---------- EXTRACT PROVIDED ----------

When the history of great cars is written, these models will likely not be anywhere near the short list.

After all, few cars that are plain-jane, spartan and underpowered make it to the latest and greatest coffee table books or Top 100 lists.

Yet, imagine if you asked actual owners about their best cars instead of the usual short-take reviewer?

I am willing to bet that the real world  Top 100 vehicles would have plenty of small cars that would be easy to own, reliable, and most of all….

Jacques Hedonist: Fun! It’s one of those words that can cover a whole gamut of situations. Fun in the twisties. Fun in the sun. Fun taking the family out to Wallyworld.

This Yaris SE is a fun little runabout. We’re not talking about Miata levels or fun, or even Fit levels of fun. We’re talking more in the lines of taking out your best friend’s brother or sister on a purely platonic lunch, and finding out that they are far more interesting than you imagined.

Stefan Frugalist: We’ll start with that unassuming exterior.

The Yaris SE is in many ways a first generation Matrix with 80% of the size and 90% of the interior space.

It offers that typical Toyota front fascia of our modern time.

A side profile with enough lines, ovals and ellipses to resemble a generic five door hatchback.

And a rear that pretty much finishes the nip and tuck of trying to turn a $16,000 commuter into an $18,000 commuter with a little sporting pretension.


 

Like that old Matrix, it is still a grocery getter of sorts. But unlike that model, the Yaris SE has one penetrating weakness that makes it almost ignored in today’s marketplace.

Hedonist: Competition.

We’ll put it to you this way. Let’s say you brought the Yaris SE, the Hyundai Accent and the Fiat 500 to an auto show for the first time.

The Fiat would be ogled. It’s arguably the most distinctive subcompact design of this generation. The Accent would be admired. The Yaris SE? Maybe a few glances. But in our weeks worth of driving it and leaving the SE trimmed Yaris in crowded parking lots throughout Atlanta, nobody made so much as a peep about this vehicle.

Frugalist: But then again some people don’t want to be noticed.

Do Camry and Corolla drivers get noticed? Maybe if the Camry has a blinker light that has been accidentally left on. Or if the Corolla scurried around town with a potted plant on top of it. Maybe then they would get noticed.

Often times non-enthusiasts don’t want to get noticed. They want to have a comfortable car with maybe a few appreciable design elements, an interior that makes for a pleasant environment, and enough utility to get the job done. These days they also want two other important things.

 

Hedonist: Reliability and fuel economy. Once you climb into this vehicle, drive it for a while and look around, you begin to understand where the SE’s sweet spots lies.

It’s in the interior for starters. The seats are eerily reminiscent of the ones in the Toyota Celica of the early-90′s. Very similar design. Exemplary comfort. With thick stitching and good lumbar support for what is in essence a commuter vehicle.

---------- DATASET CONTENT ----------

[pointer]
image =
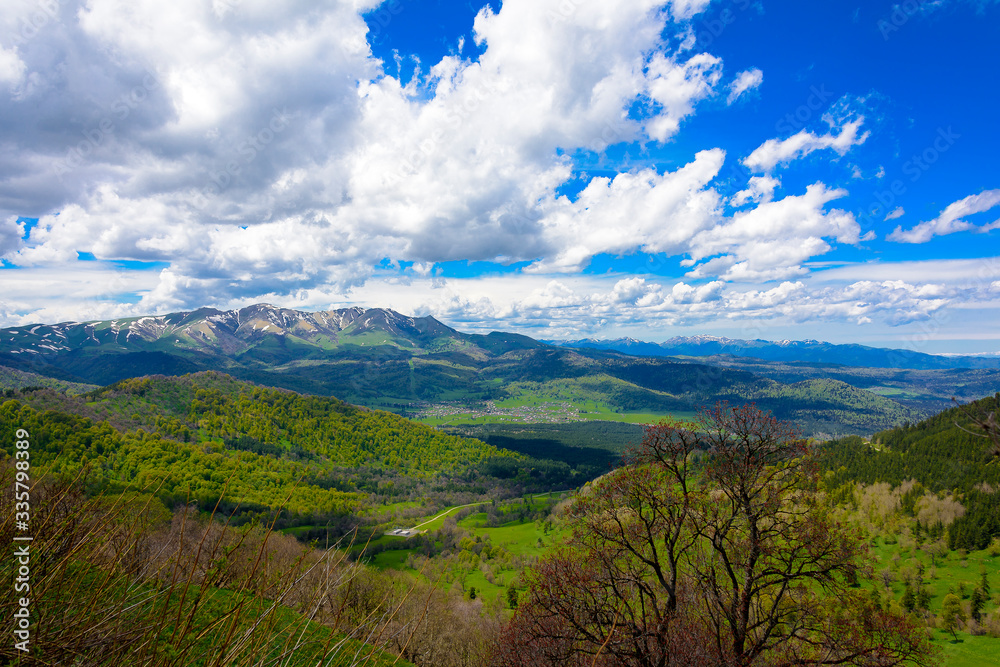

----------

### SET EXERCISE
In the Yaris SE review, the seats are said to recall the seats of which older car?

### EXERCISE RESPONSE
The Toyota Celica of the early '90s.